WORK TO BE COMPLETED ->
Please pull every line from the rows below that contains the word "canopy". Only lines that match its case count.

====== DATA

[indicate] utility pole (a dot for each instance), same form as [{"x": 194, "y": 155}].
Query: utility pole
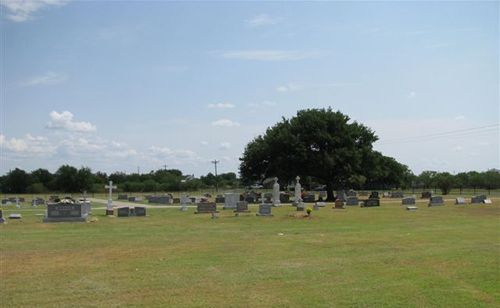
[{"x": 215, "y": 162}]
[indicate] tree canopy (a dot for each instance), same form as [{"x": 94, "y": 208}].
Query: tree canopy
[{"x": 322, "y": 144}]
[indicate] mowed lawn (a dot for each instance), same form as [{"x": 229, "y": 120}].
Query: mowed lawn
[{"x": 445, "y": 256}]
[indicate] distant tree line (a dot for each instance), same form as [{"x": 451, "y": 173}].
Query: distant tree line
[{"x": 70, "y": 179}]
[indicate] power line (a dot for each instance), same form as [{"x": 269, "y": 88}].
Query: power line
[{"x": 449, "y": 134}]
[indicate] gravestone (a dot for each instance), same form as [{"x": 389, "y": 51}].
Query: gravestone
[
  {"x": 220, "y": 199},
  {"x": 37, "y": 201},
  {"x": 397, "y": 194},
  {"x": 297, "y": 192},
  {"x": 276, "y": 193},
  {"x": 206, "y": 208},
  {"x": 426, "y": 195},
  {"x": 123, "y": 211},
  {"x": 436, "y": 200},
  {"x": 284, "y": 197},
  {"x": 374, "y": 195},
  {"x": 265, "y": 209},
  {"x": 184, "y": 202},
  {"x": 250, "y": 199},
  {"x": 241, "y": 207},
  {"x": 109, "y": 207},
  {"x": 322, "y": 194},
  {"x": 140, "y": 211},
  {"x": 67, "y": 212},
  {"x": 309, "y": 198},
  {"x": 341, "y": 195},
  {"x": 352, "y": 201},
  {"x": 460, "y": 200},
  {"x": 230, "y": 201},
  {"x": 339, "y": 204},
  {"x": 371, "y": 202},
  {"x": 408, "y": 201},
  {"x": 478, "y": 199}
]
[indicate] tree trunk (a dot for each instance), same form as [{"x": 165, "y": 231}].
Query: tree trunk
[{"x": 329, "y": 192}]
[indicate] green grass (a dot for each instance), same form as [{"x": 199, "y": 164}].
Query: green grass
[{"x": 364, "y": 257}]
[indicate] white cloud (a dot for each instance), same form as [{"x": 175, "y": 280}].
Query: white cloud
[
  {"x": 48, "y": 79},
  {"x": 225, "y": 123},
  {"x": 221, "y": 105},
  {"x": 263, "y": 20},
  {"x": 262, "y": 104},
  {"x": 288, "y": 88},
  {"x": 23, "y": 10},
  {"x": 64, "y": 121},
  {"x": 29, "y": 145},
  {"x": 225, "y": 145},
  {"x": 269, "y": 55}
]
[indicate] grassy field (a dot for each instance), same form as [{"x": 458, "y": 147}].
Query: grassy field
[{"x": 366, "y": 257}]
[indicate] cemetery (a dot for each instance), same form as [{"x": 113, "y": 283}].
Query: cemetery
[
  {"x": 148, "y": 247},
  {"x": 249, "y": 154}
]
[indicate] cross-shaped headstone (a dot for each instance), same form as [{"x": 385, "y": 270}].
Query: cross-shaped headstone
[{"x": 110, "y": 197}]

============
====== DATA

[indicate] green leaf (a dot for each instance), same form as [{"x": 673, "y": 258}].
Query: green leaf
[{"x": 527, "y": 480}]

============

EXERCISE RESPONSE ->
[indicate] tree canopy (a dot for each instance), same form as [{"x": 94, "y": 208}].
Query: tree canopy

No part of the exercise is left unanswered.